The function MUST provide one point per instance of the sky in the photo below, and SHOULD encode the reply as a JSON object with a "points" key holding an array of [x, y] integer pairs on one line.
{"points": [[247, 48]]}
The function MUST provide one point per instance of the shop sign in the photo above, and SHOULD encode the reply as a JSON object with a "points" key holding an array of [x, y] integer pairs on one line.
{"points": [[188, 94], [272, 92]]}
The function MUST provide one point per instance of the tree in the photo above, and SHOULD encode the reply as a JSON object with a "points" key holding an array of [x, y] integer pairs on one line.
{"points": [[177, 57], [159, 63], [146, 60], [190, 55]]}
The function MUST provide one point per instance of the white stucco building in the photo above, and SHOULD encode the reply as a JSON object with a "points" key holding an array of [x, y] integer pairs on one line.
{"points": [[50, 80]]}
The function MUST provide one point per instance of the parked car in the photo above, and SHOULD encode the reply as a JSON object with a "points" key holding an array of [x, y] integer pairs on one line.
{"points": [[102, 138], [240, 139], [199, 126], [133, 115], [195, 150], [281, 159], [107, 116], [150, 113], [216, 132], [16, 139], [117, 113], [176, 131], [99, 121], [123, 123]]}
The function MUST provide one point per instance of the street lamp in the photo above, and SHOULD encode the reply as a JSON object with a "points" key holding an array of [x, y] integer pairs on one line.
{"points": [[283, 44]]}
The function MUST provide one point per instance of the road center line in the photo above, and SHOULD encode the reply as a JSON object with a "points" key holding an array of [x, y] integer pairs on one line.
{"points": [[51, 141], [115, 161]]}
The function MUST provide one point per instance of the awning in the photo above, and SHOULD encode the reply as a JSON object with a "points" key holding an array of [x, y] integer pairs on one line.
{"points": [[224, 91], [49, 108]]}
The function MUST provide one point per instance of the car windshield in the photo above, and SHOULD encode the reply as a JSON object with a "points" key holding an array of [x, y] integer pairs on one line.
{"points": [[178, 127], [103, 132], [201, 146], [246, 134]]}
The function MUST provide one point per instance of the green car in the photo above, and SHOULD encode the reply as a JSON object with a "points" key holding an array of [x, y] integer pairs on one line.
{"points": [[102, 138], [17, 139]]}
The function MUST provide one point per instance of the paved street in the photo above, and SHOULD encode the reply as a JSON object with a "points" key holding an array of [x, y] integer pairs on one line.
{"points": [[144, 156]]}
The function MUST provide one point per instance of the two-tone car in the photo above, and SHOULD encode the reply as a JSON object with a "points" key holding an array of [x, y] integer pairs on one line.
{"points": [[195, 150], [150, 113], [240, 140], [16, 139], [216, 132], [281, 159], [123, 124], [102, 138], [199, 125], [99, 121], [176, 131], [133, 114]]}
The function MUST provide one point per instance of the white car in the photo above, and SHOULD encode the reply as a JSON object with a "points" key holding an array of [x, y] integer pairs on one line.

# # # # # # #

**GIVEN INSTRUCTION**
Quote everything from the line containing "The function MUST provide one point per instance of the green" down to the last of the lines, word for word.

**OUTPUT OF THE EXERCISE**
The function MUST provide one point per instance of the green car in the photo above, and SHOULD encode the reply as a JSON object with a "points" key holding an array of [x, y] integer pairs on one line.
{"points": [[102, 138], [17, 139]]}
The function MUST provide one point per instance of the paved street in the photo above, and SHOULD encode the reply as a JSON object with a "points" key holding an array of [x, y] integer pairs on one line.
{"points": [[144, 156]]}
The function MUST provide one point per instance of the two-tone car in the photo above, and SHOULD encode the reply as a JSON object with a "points" key holding an array of [x, y] integer pairs on one line.
{"points": [[195, 150], [150, 113], [240, 140], [16, 139], [216, 132], [281, 159], [123, 124], [102, 138], [199, 125], [99, 121], [176, 131], [133, 114]]}
The function MUST provide one point per instance of the white car in the photo above, and SHOULD encode the reply as a JSON object with a "points" key holding an array of [x, y] integer pairs on one line.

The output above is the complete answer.